What you have to do
Convert the data, from the line containing "Could you identify the stone pavement" through the end of the data, into a numbered list with blank lines omitted. Leave the pictures out of the list.
Begin Records shown
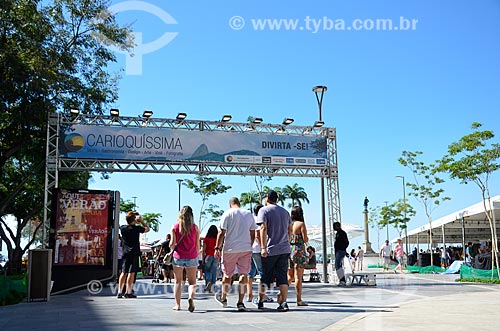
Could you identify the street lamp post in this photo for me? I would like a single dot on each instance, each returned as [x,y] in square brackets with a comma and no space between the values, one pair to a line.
[404,211]
[179,181]
[387,225]
[319,91]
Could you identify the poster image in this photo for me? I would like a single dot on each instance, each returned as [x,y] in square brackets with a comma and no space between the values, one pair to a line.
[81,228]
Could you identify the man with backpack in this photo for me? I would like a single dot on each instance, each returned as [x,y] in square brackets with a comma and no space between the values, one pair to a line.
[340,246]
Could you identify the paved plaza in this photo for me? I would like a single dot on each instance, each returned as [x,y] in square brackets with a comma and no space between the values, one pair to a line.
[398,302]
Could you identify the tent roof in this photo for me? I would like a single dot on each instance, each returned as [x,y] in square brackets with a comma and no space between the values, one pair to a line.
[476,225]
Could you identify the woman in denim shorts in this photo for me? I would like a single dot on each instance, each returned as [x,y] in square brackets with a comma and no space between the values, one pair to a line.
[186,245]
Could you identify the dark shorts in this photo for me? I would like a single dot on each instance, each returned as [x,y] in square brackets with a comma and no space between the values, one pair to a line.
[275,266]
[130,263]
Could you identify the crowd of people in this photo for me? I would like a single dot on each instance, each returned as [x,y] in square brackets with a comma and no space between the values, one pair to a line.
[268,244]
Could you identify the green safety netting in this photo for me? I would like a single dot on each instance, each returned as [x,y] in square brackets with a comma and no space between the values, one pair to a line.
[12,290]
[378,265]
[467,272]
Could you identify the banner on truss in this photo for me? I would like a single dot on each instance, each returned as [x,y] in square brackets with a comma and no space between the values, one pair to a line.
[166,144]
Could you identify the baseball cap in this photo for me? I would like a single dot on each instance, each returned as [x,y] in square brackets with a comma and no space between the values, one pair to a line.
[272,196]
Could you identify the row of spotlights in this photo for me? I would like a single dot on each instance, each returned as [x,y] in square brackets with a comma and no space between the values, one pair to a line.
[181,116]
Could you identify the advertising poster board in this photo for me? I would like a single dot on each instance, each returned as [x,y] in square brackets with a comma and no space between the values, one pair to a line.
[81,228]
[131,143]
[82,231]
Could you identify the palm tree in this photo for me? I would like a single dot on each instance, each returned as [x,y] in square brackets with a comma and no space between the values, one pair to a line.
[296,193]
[247,198]
[281,196]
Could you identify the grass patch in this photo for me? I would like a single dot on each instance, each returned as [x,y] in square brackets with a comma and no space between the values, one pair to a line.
[478,280]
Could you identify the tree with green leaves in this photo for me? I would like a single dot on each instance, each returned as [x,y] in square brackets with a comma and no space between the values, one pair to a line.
[398,214]
[249,198]
[296,193]
[206,187]
[281,196]
[53,57]
[474,158]
[211,214]
[425,187]
[374,218]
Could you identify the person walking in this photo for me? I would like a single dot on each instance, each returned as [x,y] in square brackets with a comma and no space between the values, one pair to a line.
[298,255]
[399,255]
[256,264]
[385,255]
[186,244]
[166,270]
[131,252]
[340,246]
[211,262]
[359,258]
[235,237]
[275,230]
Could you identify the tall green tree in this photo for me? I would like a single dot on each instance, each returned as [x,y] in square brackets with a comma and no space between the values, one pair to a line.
[374,217]
[281,195]
[206,187]
[211,214]
[249,198]
[53,57]
[296,193]
[474,158]
[425,187]
[397,214]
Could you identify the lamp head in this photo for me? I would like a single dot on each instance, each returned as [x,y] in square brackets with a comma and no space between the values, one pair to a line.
[319,89]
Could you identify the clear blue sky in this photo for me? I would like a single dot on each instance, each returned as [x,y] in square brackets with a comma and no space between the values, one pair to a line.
[388,91]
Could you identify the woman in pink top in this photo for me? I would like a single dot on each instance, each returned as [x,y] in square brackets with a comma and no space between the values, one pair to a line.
[186,245]
[398,255]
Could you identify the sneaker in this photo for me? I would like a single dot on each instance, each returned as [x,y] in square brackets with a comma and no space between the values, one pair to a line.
[190,305]
[218,298]
[283,306]
[241,306]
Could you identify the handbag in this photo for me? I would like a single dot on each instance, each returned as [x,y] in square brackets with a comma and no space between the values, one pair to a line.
[169,257]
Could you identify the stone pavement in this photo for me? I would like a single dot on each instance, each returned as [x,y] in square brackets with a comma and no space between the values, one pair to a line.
[398,302]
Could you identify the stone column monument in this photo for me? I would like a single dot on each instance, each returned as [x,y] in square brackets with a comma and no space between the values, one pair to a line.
[367,246]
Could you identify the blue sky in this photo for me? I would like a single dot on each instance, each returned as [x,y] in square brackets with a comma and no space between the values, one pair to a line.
[388,91]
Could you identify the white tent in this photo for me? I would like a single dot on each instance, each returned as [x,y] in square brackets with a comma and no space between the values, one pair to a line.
[468,224]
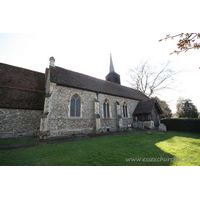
End Records shown
Output for this exercise
1. Could you identify the stone pavement in this photo for me? I would like a single dot on each instance, each returned as [x,y] in square brackets with a comma and no space between the values, one pair to a line.
2. [398,302]
3. Could you identify the stone column monument in this photo for me? I would like a single dot on each instance, each returned as [x,y] in square brackets with a comma and no space between the values, one pair to a line.
4. [367,246]
5. Could you identify the blue sky in this photo for me? I would like a single dot on each instance, each returned as [x,y] in square brackets with a comma and no space between the values, one pair to a line.
6. [388,91]
7. Could you identify the white tent in this photo for me? I would like a single dot on each instance, each returned as [x,y] in square brackets with a comma and no space between the values, one pair to a line.
8. [468,224]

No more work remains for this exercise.